• [Problem statement]
Within the records that follow, restate exactly the lines from the line with "box: [7, 166, 283, 226]" down to the line with "238L199 597L152 615L135", including both. Omit the pictures.

• [Exercise inputs]
.....

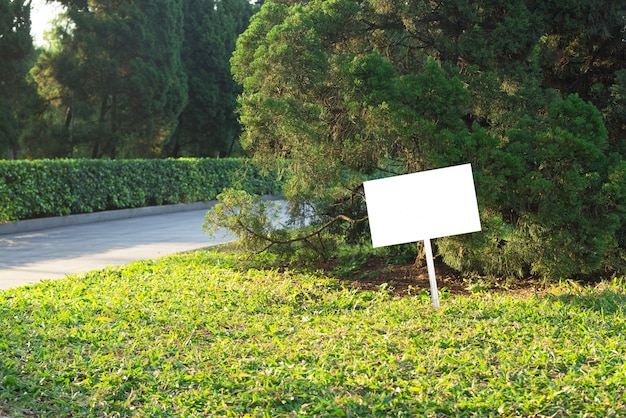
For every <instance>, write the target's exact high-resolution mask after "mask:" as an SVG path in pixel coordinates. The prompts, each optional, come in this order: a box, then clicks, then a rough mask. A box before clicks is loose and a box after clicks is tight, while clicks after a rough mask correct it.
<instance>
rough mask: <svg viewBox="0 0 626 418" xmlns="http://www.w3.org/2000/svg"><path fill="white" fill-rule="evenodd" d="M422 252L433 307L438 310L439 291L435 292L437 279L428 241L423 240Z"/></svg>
mask: <svg viewBox="0 0 626 418" xmlns="http://www.w3.org/2000/svg"><path fill="white" fill-rule="evenodd" d="M424 252H425V253H426V265H427V266H428V280H429V281H430V294H431V296H432V298H433V305H434V306H435V308H439V291H438V290H437V278H436V277H435V262H434V261H433V248H432V246H431V245H430V239H429V238H426V239H425V240H424Z"/></svg>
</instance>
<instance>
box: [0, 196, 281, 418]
mask: <svg viewBox="0 0 626 418" xmlns="http://www.w3.org/2000/svg"><path fill="white" fill-rule="evenodd" d="M261 199H263V200H266V201H272V200H282V199H283V197H282V196H276V195H263V196H261ZM216 203H217V200H211V201H209V202H194V203H179V204H176V205H162V206H148V207H143V208H132V209H116V210H107V211H102V212H93V213H81V214H78V215H66V216H53V217H50V218H38V219H26V220H23V221H16V222H7V223H4V224H0V235H8V234H20V233H23V232H33V231H41V230H44V229H52V228H59V227H62V226H70V225H84V224H90V223H94V222H104V221H115V220H119V219H130V218H137V217H140V216H150V215H165V214H168V213H177V212H189V211H192V210H209V209H211V208H212V207H213V206H214V205H215V204H216ZM0 418H2V417H1V416H0Z"/></svg>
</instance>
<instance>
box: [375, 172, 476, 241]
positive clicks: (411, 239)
mask: <svg viewBox="0 0 626 418" xmlns="http://www.w3.org/2000/svg"><path fill="white" fill-rule="evenodd" d="M363 186H364V188H365V200H366V202H367V214H368V217H369V223H370V230H371V232H372V244H373V246H374V247H384V246H387V245H396V244H404V243H407V242H416V241H421V240H425V239H432V238H440V237H446V236H450V235H458V234H465V233H468V232H476V231H480V229H481V228H480V218H479V214H478V203H477V201H476V189H475V187H474V178H473V176H472V166H471V164H464V165H458V166H453V167H446V168H440V169H436V170H429V171H421V172H418V173H413V174H404V175H401V176H395V177H388V178H384V179H379V180H371V181H366V182H365V183H363Z"/></svg>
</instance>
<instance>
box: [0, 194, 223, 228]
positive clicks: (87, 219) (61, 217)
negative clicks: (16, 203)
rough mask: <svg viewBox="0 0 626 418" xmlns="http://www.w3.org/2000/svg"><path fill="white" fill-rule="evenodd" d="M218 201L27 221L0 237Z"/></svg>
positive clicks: (203, 202)
mask: <svg viewBox="0 0 626 418" xmlns="http://www.w3.org/2000/svg"><path fill="white" fill-rule="evenodd" d="M215 203H217V201H210V202H195V203H180V204H176V205H162V206H148V207H144V208H132V209H117V210H107V211H102V212H93V213H81V214H78V215H67V216H54V217H50V218H39V219H27V220H24V221H17V222H8V223H4V224H0V235H7V234H19V233H22V232H33V231H40V230H43V229H52V228H59V227H62V226H69V225H84V224H89V223H94V222H104V221H114V220H118V219H130V218H137V217H140V216H150V215H163V214H168V213H175V212H188V211H192V210H202V209H207V210H208V209H210V208H211V207H213V205H215Z"/></svg>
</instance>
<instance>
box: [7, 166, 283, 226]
mask: <svg viewBox="0 0 626 418" xmlns="http://www.w3.org/2000/svg"><path fill="white" fill-rule="evenodd" d="M231 186H236V187H237V188H241V189H243V190H246V191H248V192H250V193H254V194H278V193H279V192H280V188H281V186H280V183H279V182H278V181H277V176H276V174H275V173H267V172H262V171H261V169H259V168H258V167H257V166H255V165H253V164H252V163H250V162H249V161H248V160H244V159H167V160H145V159H137V160H84V159H78V160H69V159H65V160H35V161H24V160H19V161H0V222H7V221H15V220H20V219H29V218H38V217H45V216H61V215H69V214H77V213H89V212H96V211H102V210H109V209H124V208H135V207H142V206H151V205H165V204H176V203H187V202H200V201H208V200H213V199H215V198H216V196H217V194H218V193H220V192H221V191H222V190H223V189H225V188H227V187H231Z"/></svg>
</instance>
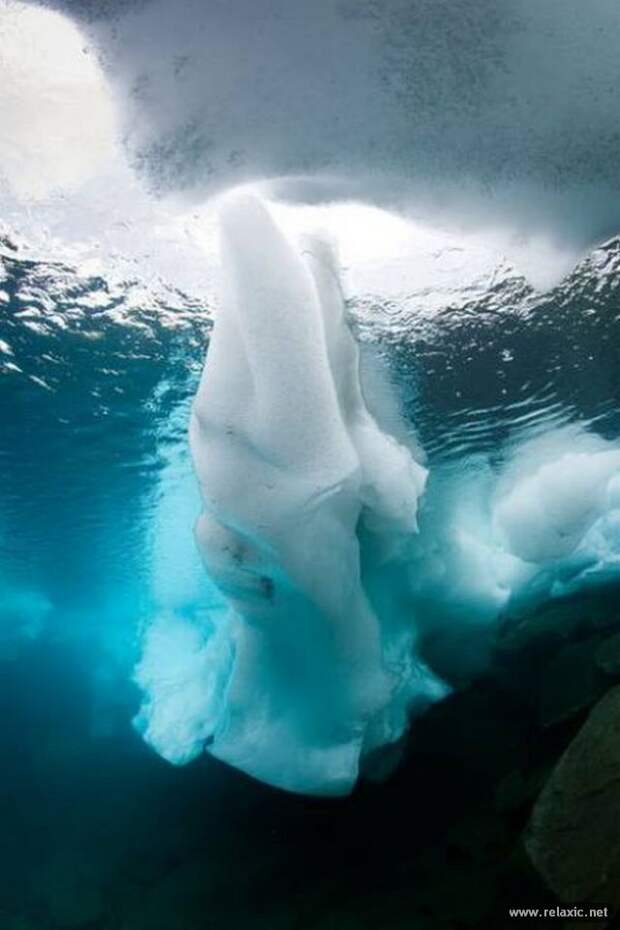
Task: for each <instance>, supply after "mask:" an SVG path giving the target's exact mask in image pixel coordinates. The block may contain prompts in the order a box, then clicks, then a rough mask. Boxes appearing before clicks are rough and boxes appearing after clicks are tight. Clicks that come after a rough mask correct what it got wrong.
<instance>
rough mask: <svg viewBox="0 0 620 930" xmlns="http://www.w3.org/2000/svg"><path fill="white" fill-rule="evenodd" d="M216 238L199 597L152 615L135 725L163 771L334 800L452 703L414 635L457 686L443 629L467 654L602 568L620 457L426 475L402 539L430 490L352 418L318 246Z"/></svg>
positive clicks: (173, 605) (204, 437) (259, 222)
mask: <svg viewBox="0 0 620 930" xmlns="http://www.w3.org/2000/svg"><path fill="white" fill-rule="evenodd" d="M221 225H222V240H223V262H224V267H225V274H226V286H225V289H224V300H223V304H222V308H221V311H220V314H219V316H218V318H217V321H216V326H215V329H214V334H213V339H212V342H211V345H210V349H209V364H208V366H206V367H205V370H204V372H203V376H202V380H201V383H200V387H199V390H198V392H197V396H196V398H195V401H194V407H193V413H192V421H191V429H190V440H191V448H192V454H193V459H194V466H195V471H196V474H197V476H198V481H199V485H200V491H201V496H202V503H203V512H202V514H201V516H200V518H199V520H198V523H197V526H196V540H197V543H198V547H199V550H200V553H201V555H202V560H203V562H204V565H205V566H206V569H207V573H208V580H204V579H203V585H202V588H201V589H200V592H198V588H200V585H198V586H197V589H196V591H195V592H194V606H193V607H192V609H187V606H185V607H184V606H183V604H181V603H175V599H174V598H170V597H167V598H162V599H161V600H162V601H163V602H164V603H165V609H162V611H161V612H160V614H159V615H158V616H157V618H156V619H155V620H154V621H153V623H152V624H151V625H150V626H149V627H148V629H147V630H146V632H145V636H144V644H143V656H142V659H141V661H140V663H139V665H138V667H137V669H136V673H135V677H136V681H137V682H138V684H139V685H140V687H141V688H142V690H143V692H144V702H143V705H142V708H141V711H140V713H139V715H138V717H137V719H136V726H137V727H138V729H139V730H140V731H141V732H142V734H143V736H144V738H145V739H146V741H147V742H149V743H150V744H151V745H152V746H153V747H154V748H155V749H156V750H157V752H159V753H160V754H161V755H162V756H163V757H165V758H166V759H168V760H170V761H171V762H173V763H177V764H182V763H185V762H188V761H190V760H191V759H193V758H195V757H196V756H197V755H198V754H200V753H201V752H202V751H204V749H207V750H208V751H209V752H210V753H211V754H212V755H214V756H217V757H218V758H220V759H223V760H225V761H226V762H228V763H230V764H231V765H233V766H236V767H237V768H239V769H242V770H243V771H245V772H247V773H249V774H250V775H252V776H254V777H256V778H259V779H261V780H262V781H265V782H267V783H269V784H272V785H275V786H278V787H281V788H285V789H287V790H290V791H296V792H302V793H308V794H331V795H337V794H345V793H347V792H349V791H350V790H351V789H352V787H353V785H354V784H355V781H356V779H357V777H358V774H359V770H360V763H361V762H362V761H363V760H364V758H365V757H367V756H368V755H369V754H371V753H372V752H373V751H374V750H377V749H379V748H380V747H383V746H386V745H388V744H390V743H394V742H395V741H397V740H398V739H399V738H400V737H401V736H402V734H403V733H404V731H405V729H406V726H407V723H408V721H409V719H410V717H411V715H412V714H415V713H419V712H421V711H423V710H424V709H425V708H426V707H428V705H429V704H430V703H431V702H433V701H435V700H437V699H440V698H441V697H443V696H444V695H445V694H446V693H447V692H448V690H449V687H448V685H447V684H445V683H444V682H443V681H442V680H441V679H440V678H439V677H438V676H437V674H435V672H433V670H432V669H430V668H429V667H428V665H426V664H425V663H424V662H423V661H422V660H421V659H420V657H419V655H418V653H417V640H418V637H419V635H420V633H421V632H423V633H425V634H428V632H429V629H430V630H431V631H433V630H434V632H435V634H436V635H438V636H439V637H443V638H444V640H445V649H446V652H449V651H450V650H452V651H453V653H456V655H453V657H452V661H453V664H454V663H455V664H456V666H457V667H458V665H459V662H460V663H461V664H462V665H463V667H466V666H467V665H468V664H469V665H471V656H469V655H468V653H467V649H466V648H465V649H462V648H461V646H460V645H459V636H458V635H457V636H456V637H455V630H456V631H457V633H459V632H460V635H461V640H460V642H461V643H462V642H466V641H467V639H468V637H469V638H470V639H471V640H472V641H473V642H475V636H476V633H477V631H478V630H479V628H480V627H481V626H483V627H484V626H486V627H488V625H489V624H490V623H492V622H493V620H494V619H495V618H496V617H497V615H498V613H499V611H500V610H501V609H502V608H504V607H505V606H506V604H507V603H509V602H510V600H511V599H515V598H517V599H518V598H521V599H524V600H525V601H527V600H528V598H530V597H531V598H540V597H541V596H543V597H552V596H555V595H557V594H561V593H563V592H567V591H570V590H571V589H573V588H575V587H579V586H581V585H584V584H588V583H589V582H590V581H591V580H592V579H595V578H596V577H597V575H599V574H600V573H607V574H609V571H610V570H611V571H615V570H617V567H618V558H619V556H618V553H620V509H619V508H620V450H619V449H618V448H616V447H614V446H612V445H611V444H609V443H606V442H604V441H603V440H602V439H599V438H598V437H595V436H592V435H590V434H588V433H586V432H585V431H583V430H579V429H578V428H575V429H573V430H563V431H559V432H556V433H554V434H551V435H549V436H547V437H543V438H542V439H538V440H534V441H531V442H529V443H525V444H524V445H523V446H522V447H521V448H520V449H518V450H516V452H515V453H514V455H513V460H512V462H511V463H510V464H509V465H508V466H506V467H505V469H504V471H503V473H502V474H500V475H497V474H493V473H492V472H491V470H490V468H489V467H488V466H487V465H485V463H481V464H478V465H477V466H476V467H473V468H469V469H464V470H462V471H460V472H458V473H456V474H452V473H449V472H448V473H445V474H442V473H440V474H438V475H437V476H435V478H434V481H433V480H431V482H430V483H429V487H428V490H427V497H428V498H430V501H429V503H430V507H429V508H428V509H429V513H430V514H431V516H430V517H429V519H428V520H427V523H426V525H425V526H422V532H421V533H420V532H418V526H417V512H418V501H419V499H420V497H421V495H422V494H423V493H424V491H425V487H426V484H427V477H428V475H427V471H426V469H425V468H424V467H423V465H421V464H420V462H418V461H416V458H415V456H414V453H413V451H412V450H411V449H409V448H407V447H405V445H403V444H401V443H399V442H397V441H396V439H395V438H393V436H391V435H389V434H388V433H387V432H385V431H384V429H382V428H381V427H380V426H379V425H378V423H377V421H376V420H375V419H374V418H373V416H372V415H371V413H370V412H369V410H368V407H367V404H366V402H365V399H364V395H363V392H362V387H361V383H360V366H359V357H358V349H357V346H356V343H355V341H354V339H353V337H352V335H351V332H350V330H349V328H348V326H347V323H346V319H345V314H344V302H343V298H342V293H341V289H340V283H339V278H338V274H337V271H336V263H335V260H334V256H333V254H332V250H331V248H330V246H329V245H328V244H327V242H325V241H323V240H322V239H321V238H315V239H308V240H306V241H305V242H304V243H303V244H302V246H301V247H296V246H294V245H293V244H291V243H290V242H288V241H287V239H286V238H285V237H284V236H283V235H282V233H281V232H280V231H279V230H278V228H277V227H276V225H275V224H274V222H273V220H272V218H271V216H270V215H269V213H268V211H267V210H266V208H265V207H264V206H263V204H262V203H261V202H260V201H258V200H257V199H256V198H253V197H250V196H248V195H236V196H234V197H231V198H229V199H228V200H227V202H225V205H224V207H223V208H222V212H221ZM183 493H184V492H183ZM187 499H188V498H187V495H185V505H184V509H183V507H182V508H181V510H182V511H183V513H184V514H185V513H187ZM189 499H190V500H191V493H190V495H189ZM185 525H187V523H185ZM187 535H188V536H189V534H187ZM187 561H188V562H191V557H190V558H188V560H187ZM166 570H167V569H166V565H165V560H164V564H163V565H161V566H160V568H159V573H160V574H161V573H162V572H163V573H165V572H166ZM170 570H171V566H168V571H170ZM183 590H184V591H185V593H187V587H186V586H184V587H183ZM541 591H542V592H543V593H542V595H541ZM530 592H531V593H530ZM186 600H187V598H186ZM429 604H430V605H432V607H431V609H430V610H429ZM196 605H198V606H196ZM474 664H475V663H474Z"/></svg>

.....

• [Exercise result]
box: [7, 166, 283, 226]
mask: <svg viewBox="0 0 626 418" xmlns="http://www.w3.org/2000/svg"><path fill="white" fill-rule="evenodd" d="M231 186H236V187H237V188H241V189H243V190H246V191H248V192H250V193H254V194H278V193H279V192H280V188H281V186H280V183H279V182H278V181H277V176H276V174H275V173H267V172H262V171H261V169H259V168H258V167H257V166H255V165H253V164H252V163H250V162H249V161H248V160H244V159H167V160H145V159H137V160H84V159H78V160H69V159H65V160H35V161H24V160H19V161H0V222H7V221H15V220H20V219H29V218H38V217H45V216H61V215H69V214H77V213H89V212H96V211H102V210H109V209H124V208H135V207H142V206H151V205H165V204H176V203H187V202H200V201H208V200H213V199H215V198H216V196H217V194H218V193H220V192H221V191H222V190H223V189H225V188H227V187H231Z"/></svg>
</instance>
Task: for each <instance>, supply after "mask:" an SVG path giving the target's exact mask in image pixel coordinates. The block may contain prompts in the order a box, then clicks, then a rough mask. Boxes appearing before clicks are rough and boxes appearing after clicks are tight. Clicks that come after a rough mask correct what it got wrong.
<instance>
rough mask: <svg viewBox="0 0 620 930" xmlns="http://www.w3.org/2000/svg"><path fill="white" fill-rule="evenodd" d="M216 238L199 597L152 615L135 725L163 771L334 800L452 703L414 635L457 686L443 629L467 654L602 568L620 457L426 475L402 539L430 490L352 418L318 246Z"/></svg>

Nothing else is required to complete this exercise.